## Start Material provided

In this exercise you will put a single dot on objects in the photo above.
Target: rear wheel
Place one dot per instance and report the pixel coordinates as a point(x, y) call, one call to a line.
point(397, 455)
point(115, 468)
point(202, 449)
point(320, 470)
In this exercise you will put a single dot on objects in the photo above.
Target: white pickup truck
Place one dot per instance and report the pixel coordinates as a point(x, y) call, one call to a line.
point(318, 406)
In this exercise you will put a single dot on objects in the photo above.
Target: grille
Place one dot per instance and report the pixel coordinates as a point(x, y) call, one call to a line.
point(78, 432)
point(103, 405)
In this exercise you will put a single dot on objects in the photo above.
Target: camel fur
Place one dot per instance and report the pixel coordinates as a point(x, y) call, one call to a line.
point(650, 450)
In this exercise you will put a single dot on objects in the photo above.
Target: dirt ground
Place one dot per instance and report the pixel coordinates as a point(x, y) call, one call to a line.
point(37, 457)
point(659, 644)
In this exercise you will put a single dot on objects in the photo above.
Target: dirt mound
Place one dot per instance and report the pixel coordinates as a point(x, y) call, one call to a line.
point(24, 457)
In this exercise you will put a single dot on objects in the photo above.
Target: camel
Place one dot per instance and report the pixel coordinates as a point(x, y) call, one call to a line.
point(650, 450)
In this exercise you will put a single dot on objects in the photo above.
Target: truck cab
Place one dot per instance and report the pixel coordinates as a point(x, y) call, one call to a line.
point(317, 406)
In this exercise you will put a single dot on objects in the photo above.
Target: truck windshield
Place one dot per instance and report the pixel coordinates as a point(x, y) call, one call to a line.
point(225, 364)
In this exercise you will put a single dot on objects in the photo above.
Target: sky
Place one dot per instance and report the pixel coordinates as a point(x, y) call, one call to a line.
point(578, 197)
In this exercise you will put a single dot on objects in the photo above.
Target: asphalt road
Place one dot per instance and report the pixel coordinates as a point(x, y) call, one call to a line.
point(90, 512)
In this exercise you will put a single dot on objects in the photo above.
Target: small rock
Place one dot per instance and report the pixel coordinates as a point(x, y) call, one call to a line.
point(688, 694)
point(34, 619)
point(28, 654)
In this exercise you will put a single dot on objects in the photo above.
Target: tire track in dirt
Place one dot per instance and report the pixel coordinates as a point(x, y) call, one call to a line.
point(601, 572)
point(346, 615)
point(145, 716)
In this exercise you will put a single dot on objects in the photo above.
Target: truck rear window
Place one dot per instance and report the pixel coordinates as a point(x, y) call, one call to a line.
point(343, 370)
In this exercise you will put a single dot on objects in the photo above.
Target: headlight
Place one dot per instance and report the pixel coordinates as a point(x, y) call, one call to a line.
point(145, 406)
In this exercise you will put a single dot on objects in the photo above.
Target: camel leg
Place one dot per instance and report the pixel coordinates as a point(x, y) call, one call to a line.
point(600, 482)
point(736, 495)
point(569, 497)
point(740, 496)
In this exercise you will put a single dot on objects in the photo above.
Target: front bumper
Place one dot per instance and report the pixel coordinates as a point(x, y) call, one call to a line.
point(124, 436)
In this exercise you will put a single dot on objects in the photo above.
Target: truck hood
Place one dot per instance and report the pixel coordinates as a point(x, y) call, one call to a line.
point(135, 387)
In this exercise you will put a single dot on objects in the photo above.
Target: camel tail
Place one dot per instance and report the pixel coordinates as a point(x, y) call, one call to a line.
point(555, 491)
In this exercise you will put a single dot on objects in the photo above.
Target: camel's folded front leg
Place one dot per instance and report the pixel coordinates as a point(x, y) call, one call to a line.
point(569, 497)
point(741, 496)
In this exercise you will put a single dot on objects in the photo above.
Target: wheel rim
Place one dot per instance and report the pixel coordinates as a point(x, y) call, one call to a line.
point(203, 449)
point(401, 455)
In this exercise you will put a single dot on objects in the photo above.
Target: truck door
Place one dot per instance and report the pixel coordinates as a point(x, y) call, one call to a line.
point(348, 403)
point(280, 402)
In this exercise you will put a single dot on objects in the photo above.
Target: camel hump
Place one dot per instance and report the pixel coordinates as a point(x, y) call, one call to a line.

## End Material provided

■ Prompt
Your task is to reproduce all of the records exactly.

■ In response
In this exercise you will put a single dot on objects in the photo above.
Target: rear wheel
Place one dot per instance and report the pixel coordinates as a point(x, y) call, one call to a line.
point(397, 455)
point(115, 468)
point(202, 449)
point(320, 470)
In this exercise you will put a single dot on objects in the photo above.
Target: white pickup truck
Place one dot per instance and report the pixel coordinates as a point(x, y) call, one call to a line.
point(318, 406)
In this exercise you will put a single dot on objects in the photo above.
Target: grille
Place one dot per instance and report the pixel coordinates as a point(x, y) call, one call to a line.
point(78, 432)
point(103, 405)
In this exercise you will put a single dot on objects in the photo above.
Target: camel fur
Place one dot per instance and report the pixel coordinates as a point(x, y) call, one call to a line.
point(650, 450)
In this exercise you will put a single dot on objects in the photo above.
Target: dirt ground
Place one dot per instance and report the pixel coordinates as a point(x, y) call, one call to a line.
point(37, 457)
point(659, 644)
In this exercise you will put a single dot on objects in the photo above.
Target: dirt mound
Place one dot per instance and report the pixel coordinates as a point(x, y) call, one call to a line.
point(24, 457)
In this exercise you will put a single dot on objects in the photo above.
Target: camel
Place one dot per instance and report the pixel coordinates as a point(x, y) call, one call to a line.
point(650, 450)
In this exercise you will put a single dot on objects in the photo above.
Target: truck cab
Place one dot per instance and report the pixel coordinates as a point(x, y) call, one call to a line.
point(317, 406)
In this exercise you will put a single dot on objects in the photo above.
Target: truck windshield
Place one dot per instance and report the pixel coordinates as a point(x, y) call, one call to a line.
point(225, 364)
In this exercise you will put a single dot on objects in the photo above.
Target: sky
Place one dot per instance and report the pixel coordinates as a point(x, y) call, one call to a line.
point(578, 197)
In this exercise you will put a single dot on objects in the photo above.
Target: asphalt road
Place one dot per instance and report the pixel coordinates as a point(x, y) call, one call to a line.
point(90, 512)
In this exercise you will put a single dot on objects in the photo above.
Target: small rock
Place one dot per instance and report the pixel coordinates as a point(x, y) call, one call to a line.
point(688, 694)
point(34, 619)
point(28, 654)
In this exercise you will put a single dot on objects in the photo above.
Target: tire track in dirt
Place one dot per instance and report the pixel coordinates as a point(x, y) call, one call to a line.
point(601, 572)
point(346, 615)
point(145, 716)
In this exercise you will put a single dot on objects in the photo above.
Target: truck rear window
Place one dot per instance and report the pixel coordinates as a point(x, y) call, one call to a line.
point(343, 370)
In this exercise you will put a single dot on objects in the photo above.
Target: headlight
Place one dot per instance and report the pixel coordinates as a point(x, y) call, one call to a line.
point(145, 406)
In this exercise you will put a single dot on objects in the photo above.
Target: camel leg
Place one dot per instance and report the pixel coordinates as a point(x, y) call, one call to a line.
point(600, 482)
point(736, 495)
point(569, 497)
point(740, 496)
In this exercise you will put a single dot on objects in the photo above.
Target: front bumper
Place one dot per instance and report the pixel coordinates as a point(x, y) call, one call to a line.
point(124, 436)
In this exercise you will put a single dot on objects in the photo above.
Target: truck hood
Place one dot per instance and report the pixel coordinates as a point(x, y) call, one call to a line.
point(135, 387)
In this exercise you will put a single dot on objects in the photo above.
Target: camel tail
Place one dot per instance and report the pixel coordinates as a point(x, y) call, one call to a line.
point(555, 491)
In this exercise you will put a single dot on objects in the photo above.
Target: camel's folded front leg
Place one dot per instance and report the pixel coordinates as a point(x, y) call, one call to a line.
point(569, 497)
point(741, 496)
In this exercise you will put a single dot on objects in the photo above.
Target: wheel rim
Place one dot per instance and report the pixel coordinates as a point(x, y) call, one call to a line.
point(203, 449)
point(401, 455)
In this exercise you will put a single dot on objects in the photo above.
Target: truck door
Place one dot per instance and report the pixel coordinates as a point(x, y) call, one call to a line.
point(348, 403)
point(280, 402)
In this exercise you will put a single dot on objects in the photo above.
Target: camel hump
Place one dot per instance and report the pixel coordinates as a point(x, y) call, one call to a line.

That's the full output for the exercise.